## start

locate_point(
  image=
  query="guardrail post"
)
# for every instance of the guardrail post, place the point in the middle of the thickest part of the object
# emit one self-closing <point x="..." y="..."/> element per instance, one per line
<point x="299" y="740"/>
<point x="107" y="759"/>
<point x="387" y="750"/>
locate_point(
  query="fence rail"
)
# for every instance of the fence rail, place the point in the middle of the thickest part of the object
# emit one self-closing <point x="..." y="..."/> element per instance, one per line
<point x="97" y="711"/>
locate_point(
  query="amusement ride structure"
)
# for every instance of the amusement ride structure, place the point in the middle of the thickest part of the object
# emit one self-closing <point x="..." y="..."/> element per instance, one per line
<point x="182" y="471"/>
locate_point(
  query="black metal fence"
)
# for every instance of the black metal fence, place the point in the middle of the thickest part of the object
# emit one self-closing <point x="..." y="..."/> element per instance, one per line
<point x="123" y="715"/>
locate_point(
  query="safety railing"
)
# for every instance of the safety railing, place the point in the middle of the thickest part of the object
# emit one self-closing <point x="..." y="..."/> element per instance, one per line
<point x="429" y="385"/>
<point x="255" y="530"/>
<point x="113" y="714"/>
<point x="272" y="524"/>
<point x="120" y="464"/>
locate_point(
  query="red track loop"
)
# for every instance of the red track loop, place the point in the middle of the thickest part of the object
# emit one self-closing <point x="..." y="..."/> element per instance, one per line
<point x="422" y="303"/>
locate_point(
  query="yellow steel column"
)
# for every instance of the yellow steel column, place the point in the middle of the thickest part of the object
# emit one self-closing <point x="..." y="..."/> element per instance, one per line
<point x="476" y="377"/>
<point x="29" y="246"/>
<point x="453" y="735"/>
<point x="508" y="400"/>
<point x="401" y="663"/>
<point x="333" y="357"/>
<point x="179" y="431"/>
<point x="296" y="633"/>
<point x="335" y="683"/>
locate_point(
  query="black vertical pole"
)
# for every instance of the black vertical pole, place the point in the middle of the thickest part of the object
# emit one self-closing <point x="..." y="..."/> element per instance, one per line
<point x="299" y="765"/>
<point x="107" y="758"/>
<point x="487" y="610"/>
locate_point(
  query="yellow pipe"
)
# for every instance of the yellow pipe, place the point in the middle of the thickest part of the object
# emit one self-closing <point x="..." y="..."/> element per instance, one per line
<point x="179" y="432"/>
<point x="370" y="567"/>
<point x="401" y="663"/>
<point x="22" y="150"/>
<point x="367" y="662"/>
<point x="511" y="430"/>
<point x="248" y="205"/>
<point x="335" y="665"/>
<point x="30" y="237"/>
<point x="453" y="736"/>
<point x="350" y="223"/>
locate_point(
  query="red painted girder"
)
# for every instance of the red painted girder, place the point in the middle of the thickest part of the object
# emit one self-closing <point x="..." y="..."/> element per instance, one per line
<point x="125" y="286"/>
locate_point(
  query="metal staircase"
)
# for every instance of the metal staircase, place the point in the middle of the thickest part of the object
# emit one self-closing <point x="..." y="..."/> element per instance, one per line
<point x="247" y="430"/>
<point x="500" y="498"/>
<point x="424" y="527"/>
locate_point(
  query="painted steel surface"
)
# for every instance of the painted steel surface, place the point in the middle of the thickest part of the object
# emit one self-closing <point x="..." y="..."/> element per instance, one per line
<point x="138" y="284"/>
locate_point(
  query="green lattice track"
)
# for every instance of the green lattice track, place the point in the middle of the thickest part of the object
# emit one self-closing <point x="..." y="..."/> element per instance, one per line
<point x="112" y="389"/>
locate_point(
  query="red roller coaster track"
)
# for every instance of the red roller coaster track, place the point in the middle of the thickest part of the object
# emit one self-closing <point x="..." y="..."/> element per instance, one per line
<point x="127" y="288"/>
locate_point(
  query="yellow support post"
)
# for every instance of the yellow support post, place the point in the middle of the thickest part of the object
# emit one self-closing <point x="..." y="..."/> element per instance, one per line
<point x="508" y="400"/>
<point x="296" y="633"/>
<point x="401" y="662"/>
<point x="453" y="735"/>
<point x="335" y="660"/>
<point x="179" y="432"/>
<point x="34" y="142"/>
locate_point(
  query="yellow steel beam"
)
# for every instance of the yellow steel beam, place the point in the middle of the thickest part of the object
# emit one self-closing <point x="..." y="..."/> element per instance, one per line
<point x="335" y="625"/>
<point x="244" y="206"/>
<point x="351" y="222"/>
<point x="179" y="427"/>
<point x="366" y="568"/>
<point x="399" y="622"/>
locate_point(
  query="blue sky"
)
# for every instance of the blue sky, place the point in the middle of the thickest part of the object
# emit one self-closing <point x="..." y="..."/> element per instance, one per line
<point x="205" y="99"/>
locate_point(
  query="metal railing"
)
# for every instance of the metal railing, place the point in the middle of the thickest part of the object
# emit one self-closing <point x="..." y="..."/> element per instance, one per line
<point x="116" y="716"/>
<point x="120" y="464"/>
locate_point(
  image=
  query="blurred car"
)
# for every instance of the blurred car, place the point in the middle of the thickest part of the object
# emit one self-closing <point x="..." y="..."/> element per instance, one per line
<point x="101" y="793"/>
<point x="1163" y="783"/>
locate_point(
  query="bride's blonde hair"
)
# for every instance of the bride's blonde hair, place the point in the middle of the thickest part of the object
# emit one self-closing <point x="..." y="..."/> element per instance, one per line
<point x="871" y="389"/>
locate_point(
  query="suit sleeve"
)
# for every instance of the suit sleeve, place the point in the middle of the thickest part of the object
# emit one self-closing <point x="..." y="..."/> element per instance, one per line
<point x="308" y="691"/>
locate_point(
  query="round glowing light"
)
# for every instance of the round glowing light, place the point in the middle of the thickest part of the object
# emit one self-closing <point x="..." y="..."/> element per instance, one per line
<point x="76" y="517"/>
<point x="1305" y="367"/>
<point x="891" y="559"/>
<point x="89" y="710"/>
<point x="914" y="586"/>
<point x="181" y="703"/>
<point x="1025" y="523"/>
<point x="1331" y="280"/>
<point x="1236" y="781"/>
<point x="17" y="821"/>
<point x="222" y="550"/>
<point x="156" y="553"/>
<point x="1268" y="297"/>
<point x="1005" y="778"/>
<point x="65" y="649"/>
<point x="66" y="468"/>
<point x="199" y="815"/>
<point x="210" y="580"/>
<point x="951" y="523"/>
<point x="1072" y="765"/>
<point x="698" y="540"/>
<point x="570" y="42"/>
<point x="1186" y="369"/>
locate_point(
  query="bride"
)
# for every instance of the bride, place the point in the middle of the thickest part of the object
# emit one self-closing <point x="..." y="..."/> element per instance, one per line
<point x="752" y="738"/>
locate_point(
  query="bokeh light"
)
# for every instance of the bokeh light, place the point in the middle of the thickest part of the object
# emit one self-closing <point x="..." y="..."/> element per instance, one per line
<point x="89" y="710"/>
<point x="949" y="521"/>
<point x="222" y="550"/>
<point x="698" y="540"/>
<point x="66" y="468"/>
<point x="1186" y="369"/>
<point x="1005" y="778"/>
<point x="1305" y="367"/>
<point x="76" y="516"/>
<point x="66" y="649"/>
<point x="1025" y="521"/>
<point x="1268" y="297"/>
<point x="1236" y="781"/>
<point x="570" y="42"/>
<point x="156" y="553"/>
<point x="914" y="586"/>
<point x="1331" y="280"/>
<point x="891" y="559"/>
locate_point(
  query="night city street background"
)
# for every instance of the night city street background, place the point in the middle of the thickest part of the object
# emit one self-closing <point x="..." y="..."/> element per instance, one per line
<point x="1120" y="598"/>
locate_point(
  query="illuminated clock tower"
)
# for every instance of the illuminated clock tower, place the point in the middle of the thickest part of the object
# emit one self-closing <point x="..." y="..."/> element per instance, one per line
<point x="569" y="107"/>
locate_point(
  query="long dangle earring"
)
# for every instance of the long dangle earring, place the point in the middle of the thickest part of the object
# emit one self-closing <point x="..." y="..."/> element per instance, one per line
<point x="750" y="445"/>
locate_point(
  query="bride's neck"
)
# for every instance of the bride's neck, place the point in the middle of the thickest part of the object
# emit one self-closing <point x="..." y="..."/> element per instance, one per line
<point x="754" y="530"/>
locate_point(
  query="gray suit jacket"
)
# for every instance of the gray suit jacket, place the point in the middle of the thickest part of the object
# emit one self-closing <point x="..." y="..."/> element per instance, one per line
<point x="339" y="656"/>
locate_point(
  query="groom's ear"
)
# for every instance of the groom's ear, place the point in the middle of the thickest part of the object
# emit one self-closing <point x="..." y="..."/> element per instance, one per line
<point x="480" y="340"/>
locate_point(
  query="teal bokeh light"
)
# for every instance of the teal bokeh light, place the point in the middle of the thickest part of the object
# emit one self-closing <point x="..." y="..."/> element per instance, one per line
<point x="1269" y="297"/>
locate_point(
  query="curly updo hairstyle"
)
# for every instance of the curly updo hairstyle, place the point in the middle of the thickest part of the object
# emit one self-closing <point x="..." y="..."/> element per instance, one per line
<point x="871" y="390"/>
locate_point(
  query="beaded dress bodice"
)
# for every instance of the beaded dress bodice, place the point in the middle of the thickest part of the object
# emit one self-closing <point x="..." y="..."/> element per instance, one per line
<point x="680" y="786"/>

## end

◆ Exercise: Report every line of the records that contains the string "teal".

◆ Response:
  query="teal bokeh light"
# for every instance of the teal bokeh light, place the point in the middle of the thickest part of the object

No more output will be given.